## To be done
Swap "indicate" for "mark" in every item below and write the items out again with nothing else changed, leaving out the pictures.

## Record excerpts
★ ★ ★ ★ ★
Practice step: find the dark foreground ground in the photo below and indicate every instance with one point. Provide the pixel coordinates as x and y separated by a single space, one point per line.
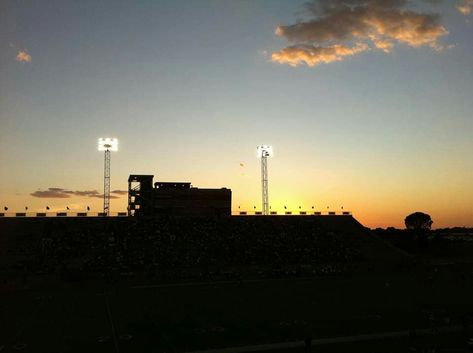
414 310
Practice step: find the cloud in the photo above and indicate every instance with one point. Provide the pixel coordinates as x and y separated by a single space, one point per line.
100 196
465 7
313 56
60 193
338 29
23 56
51 193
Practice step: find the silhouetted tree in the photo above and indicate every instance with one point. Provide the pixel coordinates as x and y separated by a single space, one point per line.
419 225
418 221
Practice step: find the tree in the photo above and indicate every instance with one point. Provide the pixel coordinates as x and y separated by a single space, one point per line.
418 221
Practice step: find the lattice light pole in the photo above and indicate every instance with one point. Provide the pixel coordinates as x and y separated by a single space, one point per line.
263 152
107 145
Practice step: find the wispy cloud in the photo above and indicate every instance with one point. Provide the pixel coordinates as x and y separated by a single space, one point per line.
465 7
23 56
338 29
60 193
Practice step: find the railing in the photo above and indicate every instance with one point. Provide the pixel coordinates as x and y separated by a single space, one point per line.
300 213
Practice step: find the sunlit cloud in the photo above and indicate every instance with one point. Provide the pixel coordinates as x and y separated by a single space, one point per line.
59 193
23 56
465 7
313 56
338 29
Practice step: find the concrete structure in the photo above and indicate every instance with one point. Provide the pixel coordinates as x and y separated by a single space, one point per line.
★ ★ ★ ★ ★
## Written response
Practice step: find the dark foreground ground in the photo below and mark every instance with one point. Provide the pixel coordinates as x and y separated by a single space, one point per line.
414 310
Practice step: find the cloud in the photo above and mark every instance with one point. Provide the pixel coordinates as x and y separated by a single space, one point per line.
100 196
465 7
313 56
60 193
338 29
23 56
51 193
Practice step: find the silhouetted tree in the photo above and mark every instance with one point. Provide the pixel coordinates as x and y separated by a single space, one point per line.
419 225
418 221
Practice step: find the tree in the photo above and mark every instance with one point. Provide the pixel coordinates as x and y separated by a single space, one point per line.
418 221
Practice step: find the lattice light pole in the photo above and mark every instance with one point. Provide the pixel coordinates as x and y separated by a single space, one point per line.
263 152
107 145
Practice step: find the wispy cloud in the photo above and mark every instance with one point. Provide the pixel coordinates as x and y separated by a single space, one point per line.
465 7
23 56
338 29
60 193
Practice step: find the railing in the photo above and mark every instance with one point. Provide the pixel coordinates as x and y separated by a single space, one point per line.
300 213
Practice step: find the sunlit cloud in the photo above and mark every instance with one point. Provide the pixel coordinates as x and y separated by a single space, one point per line.
59 193
23 56
465 7
313 56
338 29
Practice step: find the concrete structure in the photo above and mark every instance with one point. Provide the pixel coordinates as x and y separated by a single space, one point per line.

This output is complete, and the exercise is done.